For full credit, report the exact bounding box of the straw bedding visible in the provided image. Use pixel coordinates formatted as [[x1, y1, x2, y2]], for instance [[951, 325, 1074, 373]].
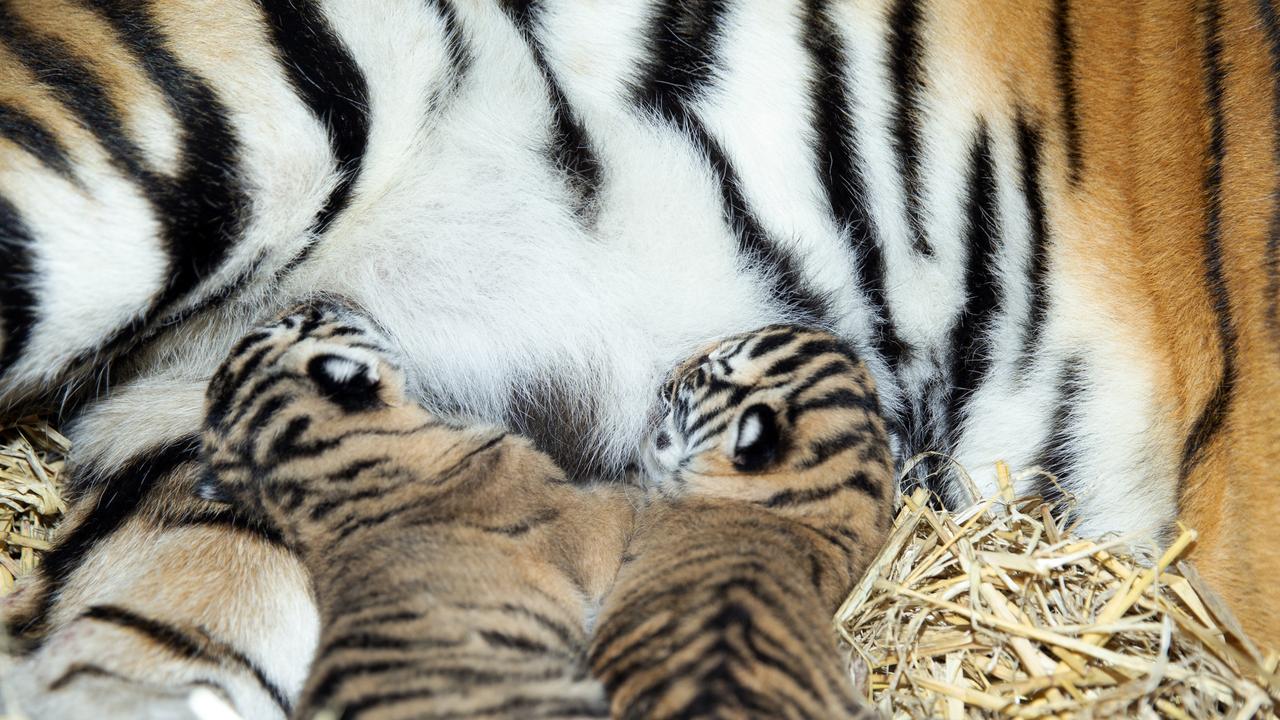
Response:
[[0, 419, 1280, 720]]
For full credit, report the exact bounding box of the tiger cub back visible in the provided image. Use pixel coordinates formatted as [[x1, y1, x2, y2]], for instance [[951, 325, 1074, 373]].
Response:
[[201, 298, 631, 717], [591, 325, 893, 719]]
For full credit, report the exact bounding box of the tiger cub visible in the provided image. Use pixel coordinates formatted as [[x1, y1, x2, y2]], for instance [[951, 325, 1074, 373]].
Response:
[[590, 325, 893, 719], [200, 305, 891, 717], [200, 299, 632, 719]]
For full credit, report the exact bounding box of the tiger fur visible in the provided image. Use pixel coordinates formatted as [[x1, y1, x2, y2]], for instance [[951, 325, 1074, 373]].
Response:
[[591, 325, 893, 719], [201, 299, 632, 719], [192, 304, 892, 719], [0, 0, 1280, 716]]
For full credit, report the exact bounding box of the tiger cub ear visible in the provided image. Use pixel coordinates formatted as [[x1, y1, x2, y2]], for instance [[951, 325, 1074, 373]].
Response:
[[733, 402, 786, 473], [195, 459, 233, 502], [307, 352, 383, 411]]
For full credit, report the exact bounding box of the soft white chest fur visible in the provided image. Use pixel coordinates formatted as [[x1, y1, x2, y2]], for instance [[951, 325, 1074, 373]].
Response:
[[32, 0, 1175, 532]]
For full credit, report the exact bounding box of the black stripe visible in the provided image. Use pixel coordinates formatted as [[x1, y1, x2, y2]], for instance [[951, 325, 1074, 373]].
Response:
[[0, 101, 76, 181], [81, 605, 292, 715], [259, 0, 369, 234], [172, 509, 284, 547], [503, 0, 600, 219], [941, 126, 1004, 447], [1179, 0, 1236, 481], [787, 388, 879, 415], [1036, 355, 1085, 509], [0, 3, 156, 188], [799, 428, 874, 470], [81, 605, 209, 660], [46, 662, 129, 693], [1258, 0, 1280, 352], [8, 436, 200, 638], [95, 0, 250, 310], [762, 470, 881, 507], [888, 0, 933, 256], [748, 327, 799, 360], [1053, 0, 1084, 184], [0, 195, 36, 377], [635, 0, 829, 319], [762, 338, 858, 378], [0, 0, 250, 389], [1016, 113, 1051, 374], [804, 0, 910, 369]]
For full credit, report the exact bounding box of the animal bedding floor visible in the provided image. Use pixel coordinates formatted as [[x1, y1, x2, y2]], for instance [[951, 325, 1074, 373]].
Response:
= = = = =
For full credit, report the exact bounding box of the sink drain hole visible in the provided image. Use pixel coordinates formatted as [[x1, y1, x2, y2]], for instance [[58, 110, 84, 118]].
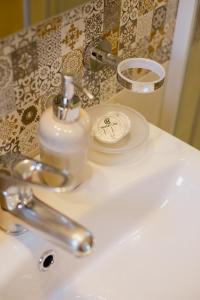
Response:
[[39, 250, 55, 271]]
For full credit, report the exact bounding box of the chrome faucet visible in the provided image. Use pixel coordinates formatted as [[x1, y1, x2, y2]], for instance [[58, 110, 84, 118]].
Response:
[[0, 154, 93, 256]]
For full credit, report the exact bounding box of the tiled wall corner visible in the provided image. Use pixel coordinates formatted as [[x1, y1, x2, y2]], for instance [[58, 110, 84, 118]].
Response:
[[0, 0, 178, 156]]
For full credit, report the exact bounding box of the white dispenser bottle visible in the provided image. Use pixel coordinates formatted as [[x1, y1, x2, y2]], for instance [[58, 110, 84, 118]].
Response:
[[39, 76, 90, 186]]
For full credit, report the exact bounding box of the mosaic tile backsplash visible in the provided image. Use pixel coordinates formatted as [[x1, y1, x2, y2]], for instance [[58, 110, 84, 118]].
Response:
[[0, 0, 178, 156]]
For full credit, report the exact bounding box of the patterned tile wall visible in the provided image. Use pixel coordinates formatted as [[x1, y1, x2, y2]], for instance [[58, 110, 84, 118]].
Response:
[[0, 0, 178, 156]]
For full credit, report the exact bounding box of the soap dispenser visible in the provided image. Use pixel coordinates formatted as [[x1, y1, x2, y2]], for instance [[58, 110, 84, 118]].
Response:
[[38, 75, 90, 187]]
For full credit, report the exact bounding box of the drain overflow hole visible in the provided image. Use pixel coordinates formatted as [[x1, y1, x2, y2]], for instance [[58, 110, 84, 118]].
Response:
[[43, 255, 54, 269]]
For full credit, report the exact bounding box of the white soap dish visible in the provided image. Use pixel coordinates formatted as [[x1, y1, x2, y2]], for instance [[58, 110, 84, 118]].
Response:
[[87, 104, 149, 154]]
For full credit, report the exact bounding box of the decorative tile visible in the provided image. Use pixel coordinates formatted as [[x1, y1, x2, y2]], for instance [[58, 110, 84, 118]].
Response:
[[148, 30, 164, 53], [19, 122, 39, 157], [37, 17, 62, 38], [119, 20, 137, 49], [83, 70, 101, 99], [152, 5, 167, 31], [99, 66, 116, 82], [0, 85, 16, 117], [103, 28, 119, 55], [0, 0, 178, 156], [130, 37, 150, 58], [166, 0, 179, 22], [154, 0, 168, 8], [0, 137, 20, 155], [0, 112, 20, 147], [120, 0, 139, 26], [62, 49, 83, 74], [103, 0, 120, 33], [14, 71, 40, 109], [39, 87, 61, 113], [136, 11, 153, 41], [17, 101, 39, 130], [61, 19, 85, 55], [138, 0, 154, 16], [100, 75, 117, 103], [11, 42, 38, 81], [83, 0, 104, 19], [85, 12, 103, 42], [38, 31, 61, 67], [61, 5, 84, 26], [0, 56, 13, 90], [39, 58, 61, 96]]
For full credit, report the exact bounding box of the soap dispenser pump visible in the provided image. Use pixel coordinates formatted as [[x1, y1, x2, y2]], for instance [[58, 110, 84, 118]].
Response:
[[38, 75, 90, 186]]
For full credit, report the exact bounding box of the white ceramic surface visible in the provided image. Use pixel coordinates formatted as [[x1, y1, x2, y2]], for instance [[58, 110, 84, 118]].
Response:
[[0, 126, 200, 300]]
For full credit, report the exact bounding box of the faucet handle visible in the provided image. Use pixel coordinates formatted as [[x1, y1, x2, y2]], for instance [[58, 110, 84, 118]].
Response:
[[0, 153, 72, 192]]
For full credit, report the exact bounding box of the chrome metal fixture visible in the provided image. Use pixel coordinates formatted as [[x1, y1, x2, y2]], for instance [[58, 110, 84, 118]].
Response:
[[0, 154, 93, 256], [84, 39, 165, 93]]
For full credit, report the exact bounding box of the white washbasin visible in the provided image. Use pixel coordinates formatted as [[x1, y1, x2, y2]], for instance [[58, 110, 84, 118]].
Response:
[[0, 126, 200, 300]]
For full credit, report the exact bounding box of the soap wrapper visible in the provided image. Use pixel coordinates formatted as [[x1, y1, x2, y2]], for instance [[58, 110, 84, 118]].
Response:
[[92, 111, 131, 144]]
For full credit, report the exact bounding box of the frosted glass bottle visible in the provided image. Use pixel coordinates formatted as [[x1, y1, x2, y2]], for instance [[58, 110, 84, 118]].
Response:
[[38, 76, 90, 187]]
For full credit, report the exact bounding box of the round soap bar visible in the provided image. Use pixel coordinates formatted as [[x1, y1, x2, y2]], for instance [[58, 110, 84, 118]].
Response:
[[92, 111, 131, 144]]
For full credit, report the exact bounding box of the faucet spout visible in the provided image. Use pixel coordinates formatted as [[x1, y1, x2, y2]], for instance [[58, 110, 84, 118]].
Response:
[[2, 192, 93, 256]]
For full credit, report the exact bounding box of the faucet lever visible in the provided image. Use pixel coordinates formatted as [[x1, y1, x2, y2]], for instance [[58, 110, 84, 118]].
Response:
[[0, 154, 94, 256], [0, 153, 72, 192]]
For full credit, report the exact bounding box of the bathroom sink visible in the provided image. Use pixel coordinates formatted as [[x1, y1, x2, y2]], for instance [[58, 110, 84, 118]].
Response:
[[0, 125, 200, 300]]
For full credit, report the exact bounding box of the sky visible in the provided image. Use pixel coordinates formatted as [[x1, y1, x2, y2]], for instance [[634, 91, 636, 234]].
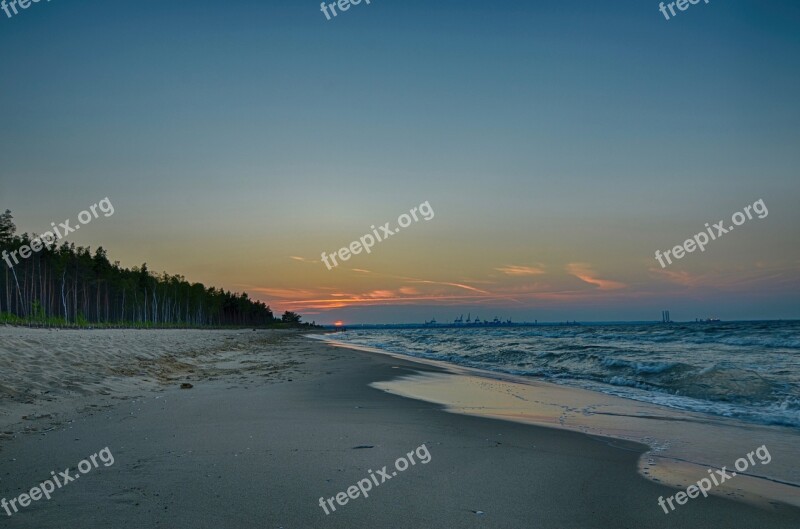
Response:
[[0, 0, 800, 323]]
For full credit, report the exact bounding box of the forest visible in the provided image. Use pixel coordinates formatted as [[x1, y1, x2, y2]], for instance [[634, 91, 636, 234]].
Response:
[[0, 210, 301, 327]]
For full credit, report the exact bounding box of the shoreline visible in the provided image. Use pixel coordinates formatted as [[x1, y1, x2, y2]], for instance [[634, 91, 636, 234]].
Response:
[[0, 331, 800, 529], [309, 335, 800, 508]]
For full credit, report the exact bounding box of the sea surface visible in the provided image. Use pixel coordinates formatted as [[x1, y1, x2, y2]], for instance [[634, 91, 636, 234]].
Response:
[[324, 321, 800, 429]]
= = = = =
# Task
Count the lines in the items above that contain the word "wall", and reply with only the number.

# Response
2